- **Exercise goal**
Present the items from the line containing "Could you please locate the woman's head" through the line containing "<point>259,26</point>", both included, as a Markdown table with the columns Row and Line. Give each line a row number and leave out blank lines.
— START OF Extracted information —
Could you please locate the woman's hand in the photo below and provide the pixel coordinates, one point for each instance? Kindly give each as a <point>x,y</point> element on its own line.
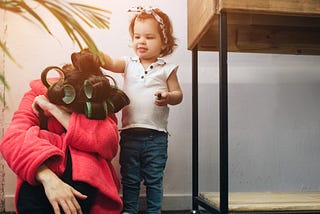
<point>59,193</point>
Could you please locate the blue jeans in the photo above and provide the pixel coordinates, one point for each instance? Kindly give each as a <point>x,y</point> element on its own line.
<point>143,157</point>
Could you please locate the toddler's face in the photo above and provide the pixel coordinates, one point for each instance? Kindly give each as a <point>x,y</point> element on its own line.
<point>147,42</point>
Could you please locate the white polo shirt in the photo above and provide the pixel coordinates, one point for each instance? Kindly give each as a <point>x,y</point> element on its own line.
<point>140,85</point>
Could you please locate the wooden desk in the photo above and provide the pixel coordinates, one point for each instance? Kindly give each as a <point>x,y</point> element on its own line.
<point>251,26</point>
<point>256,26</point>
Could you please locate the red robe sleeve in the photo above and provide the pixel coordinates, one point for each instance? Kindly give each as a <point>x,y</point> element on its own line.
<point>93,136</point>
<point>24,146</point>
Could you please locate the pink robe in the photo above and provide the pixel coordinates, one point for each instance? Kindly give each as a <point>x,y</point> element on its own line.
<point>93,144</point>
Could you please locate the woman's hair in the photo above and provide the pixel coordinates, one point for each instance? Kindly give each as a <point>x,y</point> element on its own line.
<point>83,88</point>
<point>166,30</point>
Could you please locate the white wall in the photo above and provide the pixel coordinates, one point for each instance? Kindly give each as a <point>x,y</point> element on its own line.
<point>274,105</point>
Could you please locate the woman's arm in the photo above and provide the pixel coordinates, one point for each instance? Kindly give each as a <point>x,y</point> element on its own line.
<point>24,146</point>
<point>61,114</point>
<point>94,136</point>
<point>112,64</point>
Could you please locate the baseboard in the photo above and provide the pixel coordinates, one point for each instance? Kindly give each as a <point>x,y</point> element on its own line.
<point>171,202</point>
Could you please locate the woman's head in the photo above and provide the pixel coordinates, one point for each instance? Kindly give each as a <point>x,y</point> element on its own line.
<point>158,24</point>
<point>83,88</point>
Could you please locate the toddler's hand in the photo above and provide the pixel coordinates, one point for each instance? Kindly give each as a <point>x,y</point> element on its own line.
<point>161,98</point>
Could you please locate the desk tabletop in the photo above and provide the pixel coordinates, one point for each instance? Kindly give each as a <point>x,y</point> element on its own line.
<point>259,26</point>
— END OF Extracted information —
— START OF Extracted information —
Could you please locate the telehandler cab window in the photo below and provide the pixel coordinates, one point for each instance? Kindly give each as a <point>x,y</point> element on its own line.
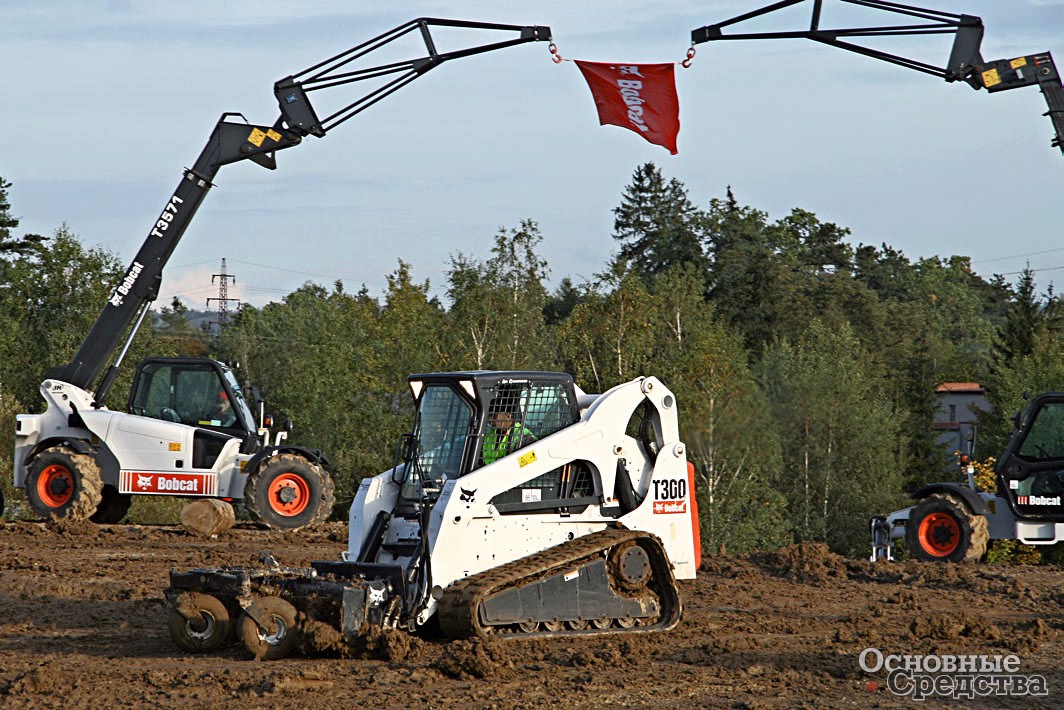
— END OF Extracted information —
- **Reply**
| Row | Line |
|---|---|
| 1 | Could you please locate the woman's head in the photo above and provide the pixel coordinates, one point for each instance? Kindly give each as a <point>x,y</point> element on its own line. |
| 2 | <point>158,24</point> |
| 3 | <point>83,88</point> |
| 4 | Could you please locate the toddler's hand in the photo above and provide the pixel coordinates, one point for each instance? Kindly give each as a <point>x,y</point> element on its own line. |
| 5 | <point>161,98</point> |
| 6 | Could you please locate the desk tabletop in the photo above and provide the pixel coordinates, one point for each instance? Kindly give each as a <point>x,y</point> element on its own line. |
| 7 | <point>259,26</point> |